• INFORMATION PROVIDED
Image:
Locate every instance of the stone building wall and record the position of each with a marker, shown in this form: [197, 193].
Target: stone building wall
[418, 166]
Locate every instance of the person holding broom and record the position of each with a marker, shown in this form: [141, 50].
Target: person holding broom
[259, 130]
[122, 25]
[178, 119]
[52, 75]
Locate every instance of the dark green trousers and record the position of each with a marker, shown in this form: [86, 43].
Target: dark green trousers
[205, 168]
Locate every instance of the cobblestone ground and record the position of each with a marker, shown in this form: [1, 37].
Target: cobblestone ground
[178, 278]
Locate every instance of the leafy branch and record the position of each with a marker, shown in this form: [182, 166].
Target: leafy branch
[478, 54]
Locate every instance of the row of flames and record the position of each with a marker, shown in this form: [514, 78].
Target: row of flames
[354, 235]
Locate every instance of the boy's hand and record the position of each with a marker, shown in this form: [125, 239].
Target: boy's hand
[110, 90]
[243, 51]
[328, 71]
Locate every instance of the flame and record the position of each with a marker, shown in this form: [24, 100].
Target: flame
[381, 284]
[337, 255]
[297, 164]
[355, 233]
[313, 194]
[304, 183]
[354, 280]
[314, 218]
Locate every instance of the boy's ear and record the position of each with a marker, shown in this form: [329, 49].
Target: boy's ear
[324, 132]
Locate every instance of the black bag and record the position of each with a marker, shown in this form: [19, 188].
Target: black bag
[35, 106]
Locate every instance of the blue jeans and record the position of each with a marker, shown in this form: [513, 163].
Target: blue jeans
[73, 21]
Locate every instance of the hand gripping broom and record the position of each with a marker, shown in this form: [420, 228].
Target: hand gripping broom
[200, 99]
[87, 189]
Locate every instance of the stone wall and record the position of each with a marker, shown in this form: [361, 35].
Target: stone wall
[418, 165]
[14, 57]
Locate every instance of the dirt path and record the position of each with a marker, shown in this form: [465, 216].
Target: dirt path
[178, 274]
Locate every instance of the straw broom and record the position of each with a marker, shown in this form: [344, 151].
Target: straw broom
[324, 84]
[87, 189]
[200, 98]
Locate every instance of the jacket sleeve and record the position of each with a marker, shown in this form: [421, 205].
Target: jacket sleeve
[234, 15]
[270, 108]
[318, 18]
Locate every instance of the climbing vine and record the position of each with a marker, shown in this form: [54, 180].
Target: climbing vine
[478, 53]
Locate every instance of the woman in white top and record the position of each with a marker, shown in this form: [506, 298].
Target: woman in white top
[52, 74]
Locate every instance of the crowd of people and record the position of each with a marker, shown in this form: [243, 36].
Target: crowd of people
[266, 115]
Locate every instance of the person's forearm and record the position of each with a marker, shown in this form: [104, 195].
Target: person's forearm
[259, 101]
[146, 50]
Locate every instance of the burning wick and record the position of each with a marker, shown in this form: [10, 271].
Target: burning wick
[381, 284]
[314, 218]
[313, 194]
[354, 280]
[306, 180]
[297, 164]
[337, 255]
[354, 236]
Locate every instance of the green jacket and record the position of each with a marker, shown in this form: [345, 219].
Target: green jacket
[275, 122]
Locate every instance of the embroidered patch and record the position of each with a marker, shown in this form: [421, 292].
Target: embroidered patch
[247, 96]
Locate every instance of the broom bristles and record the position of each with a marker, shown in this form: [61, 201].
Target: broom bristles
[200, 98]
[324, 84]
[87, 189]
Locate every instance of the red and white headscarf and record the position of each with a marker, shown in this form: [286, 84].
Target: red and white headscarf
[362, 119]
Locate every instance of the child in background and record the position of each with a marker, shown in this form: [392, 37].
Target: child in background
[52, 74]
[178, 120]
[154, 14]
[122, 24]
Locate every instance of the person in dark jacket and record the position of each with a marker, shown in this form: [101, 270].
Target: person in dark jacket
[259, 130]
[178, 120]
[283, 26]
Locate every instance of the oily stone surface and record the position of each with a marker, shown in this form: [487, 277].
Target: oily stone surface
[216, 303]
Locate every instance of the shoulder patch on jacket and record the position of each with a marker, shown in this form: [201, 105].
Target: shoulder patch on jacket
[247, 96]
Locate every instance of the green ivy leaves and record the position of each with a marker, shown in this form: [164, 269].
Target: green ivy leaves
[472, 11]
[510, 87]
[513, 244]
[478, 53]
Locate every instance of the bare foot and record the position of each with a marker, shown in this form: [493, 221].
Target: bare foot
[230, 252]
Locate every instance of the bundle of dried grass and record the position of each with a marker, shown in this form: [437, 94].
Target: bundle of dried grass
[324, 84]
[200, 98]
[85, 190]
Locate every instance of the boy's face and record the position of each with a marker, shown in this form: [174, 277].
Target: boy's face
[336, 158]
---
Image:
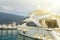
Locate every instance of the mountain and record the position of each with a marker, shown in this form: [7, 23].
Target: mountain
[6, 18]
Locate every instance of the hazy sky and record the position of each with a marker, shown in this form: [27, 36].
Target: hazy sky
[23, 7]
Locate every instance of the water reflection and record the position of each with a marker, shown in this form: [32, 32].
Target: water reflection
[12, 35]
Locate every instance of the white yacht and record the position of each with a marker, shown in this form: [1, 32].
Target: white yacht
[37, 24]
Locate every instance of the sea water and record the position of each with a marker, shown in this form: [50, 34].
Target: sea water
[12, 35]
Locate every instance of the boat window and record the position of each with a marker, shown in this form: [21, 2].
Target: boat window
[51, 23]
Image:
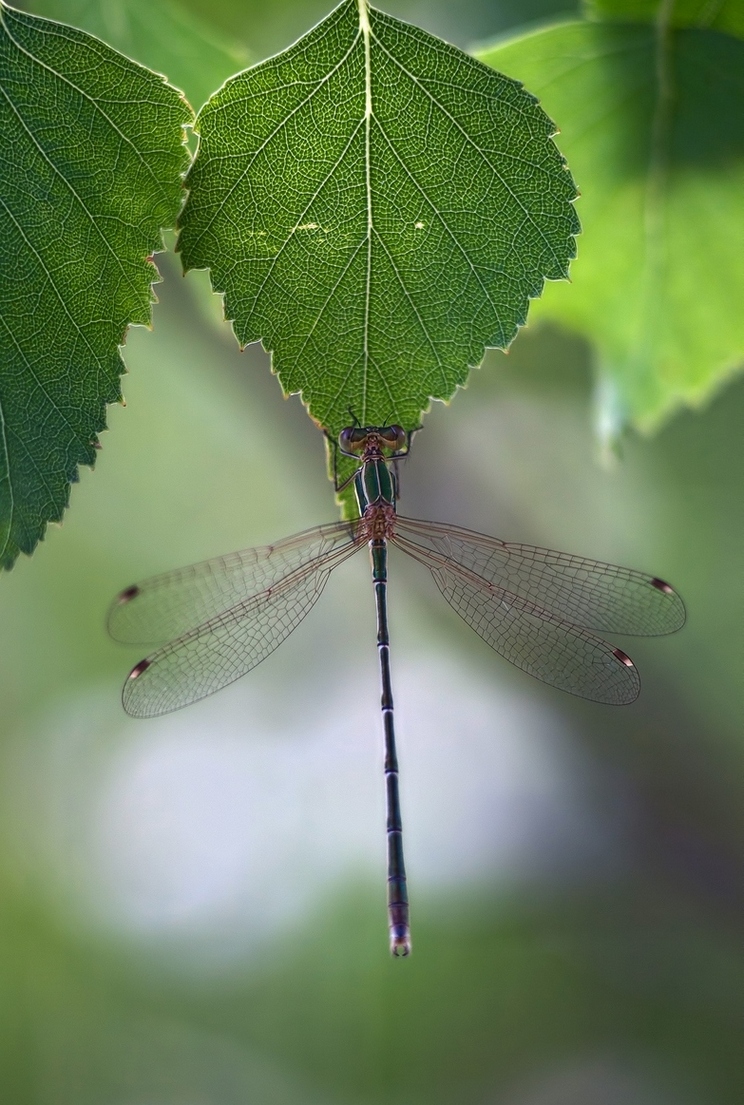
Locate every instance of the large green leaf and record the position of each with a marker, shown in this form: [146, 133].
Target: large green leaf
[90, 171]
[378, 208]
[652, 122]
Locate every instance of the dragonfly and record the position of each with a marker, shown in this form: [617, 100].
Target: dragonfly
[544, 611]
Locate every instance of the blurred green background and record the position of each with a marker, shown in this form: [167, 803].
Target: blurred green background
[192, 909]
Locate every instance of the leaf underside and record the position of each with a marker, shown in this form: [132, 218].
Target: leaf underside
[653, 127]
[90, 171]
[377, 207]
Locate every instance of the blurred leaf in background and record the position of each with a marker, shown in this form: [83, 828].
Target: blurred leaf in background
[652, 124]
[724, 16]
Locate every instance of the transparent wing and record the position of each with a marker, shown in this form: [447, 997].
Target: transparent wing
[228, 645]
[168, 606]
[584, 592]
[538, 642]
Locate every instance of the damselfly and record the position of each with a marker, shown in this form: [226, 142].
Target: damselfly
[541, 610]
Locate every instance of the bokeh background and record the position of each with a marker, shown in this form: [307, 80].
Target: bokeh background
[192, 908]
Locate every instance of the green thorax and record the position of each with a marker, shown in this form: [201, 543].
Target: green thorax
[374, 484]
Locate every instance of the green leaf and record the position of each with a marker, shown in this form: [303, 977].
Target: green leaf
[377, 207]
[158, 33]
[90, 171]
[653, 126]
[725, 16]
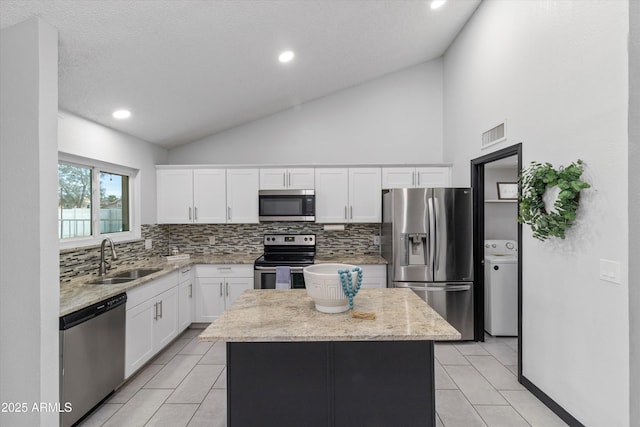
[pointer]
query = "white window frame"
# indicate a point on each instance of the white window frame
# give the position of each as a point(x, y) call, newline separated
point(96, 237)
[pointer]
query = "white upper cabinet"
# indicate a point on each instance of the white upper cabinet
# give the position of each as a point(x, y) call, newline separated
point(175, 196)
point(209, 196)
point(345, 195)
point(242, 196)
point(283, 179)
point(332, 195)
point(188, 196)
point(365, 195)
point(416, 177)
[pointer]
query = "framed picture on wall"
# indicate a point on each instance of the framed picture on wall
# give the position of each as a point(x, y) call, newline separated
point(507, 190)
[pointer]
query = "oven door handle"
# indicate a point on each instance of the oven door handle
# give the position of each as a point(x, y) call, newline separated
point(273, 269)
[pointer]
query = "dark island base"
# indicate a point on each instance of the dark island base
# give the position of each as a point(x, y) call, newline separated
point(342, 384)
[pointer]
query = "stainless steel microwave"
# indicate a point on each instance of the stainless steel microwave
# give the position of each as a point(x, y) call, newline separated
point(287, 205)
---
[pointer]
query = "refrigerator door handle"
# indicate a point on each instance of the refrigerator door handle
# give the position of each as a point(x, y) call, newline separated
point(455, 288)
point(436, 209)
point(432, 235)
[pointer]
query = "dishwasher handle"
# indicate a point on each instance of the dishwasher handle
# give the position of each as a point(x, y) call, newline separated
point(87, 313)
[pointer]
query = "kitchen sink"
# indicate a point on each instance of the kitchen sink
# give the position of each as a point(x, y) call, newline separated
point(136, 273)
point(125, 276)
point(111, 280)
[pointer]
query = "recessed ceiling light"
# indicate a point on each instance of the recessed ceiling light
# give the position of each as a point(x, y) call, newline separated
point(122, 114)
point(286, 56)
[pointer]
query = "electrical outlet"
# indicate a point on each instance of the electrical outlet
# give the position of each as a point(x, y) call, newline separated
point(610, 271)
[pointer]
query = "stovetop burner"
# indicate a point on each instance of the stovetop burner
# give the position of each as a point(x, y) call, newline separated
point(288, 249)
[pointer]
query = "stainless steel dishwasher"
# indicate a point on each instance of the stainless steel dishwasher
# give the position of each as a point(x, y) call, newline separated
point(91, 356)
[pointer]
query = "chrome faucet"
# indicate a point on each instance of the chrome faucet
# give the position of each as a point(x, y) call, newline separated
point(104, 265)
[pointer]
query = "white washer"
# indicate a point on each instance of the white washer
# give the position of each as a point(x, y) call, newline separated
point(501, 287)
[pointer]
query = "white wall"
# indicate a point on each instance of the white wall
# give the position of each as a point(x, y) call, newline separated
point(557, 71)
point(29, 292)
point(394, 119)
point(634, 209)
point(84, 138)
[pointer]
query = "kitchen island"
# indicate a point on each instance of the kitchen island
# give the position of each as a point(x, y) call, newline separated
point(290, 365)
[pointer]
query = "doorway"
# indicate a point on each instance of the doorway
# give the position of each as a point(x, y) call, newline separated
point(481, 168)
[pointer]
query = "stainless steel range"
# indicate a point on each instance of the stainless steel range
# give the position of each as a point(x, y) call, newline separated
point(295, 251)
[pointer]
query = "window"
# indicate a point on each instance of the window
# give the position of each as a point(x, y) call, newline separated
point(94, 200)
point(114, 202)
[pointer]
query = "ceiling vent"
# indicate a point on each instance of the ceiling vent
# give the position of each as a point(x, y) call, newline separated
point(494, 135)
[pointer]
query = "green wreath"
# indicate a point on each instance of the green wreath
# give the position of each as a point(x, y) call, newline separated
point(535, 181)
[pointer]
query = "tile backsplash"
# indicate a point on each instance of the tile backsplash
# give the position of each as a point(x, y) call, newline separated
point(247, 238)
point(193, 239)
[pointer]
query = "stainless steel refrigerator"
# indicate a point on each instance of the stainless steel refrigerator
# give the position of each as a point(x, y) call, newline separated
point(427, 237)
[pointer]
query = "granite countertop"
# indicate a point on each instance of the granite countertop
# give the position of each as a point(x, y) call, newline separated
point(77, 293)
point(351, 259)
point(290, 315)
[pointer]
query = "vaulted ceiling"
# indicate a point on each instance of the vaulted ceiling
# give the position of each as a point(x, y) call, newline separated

• PROBLEM
From the records above, copy each line in which the string "microwave" occurs.

• SOLVED PROBLEM
query = "stainless steel microwave"
# indicate a point on each instance of the stainless steel microwave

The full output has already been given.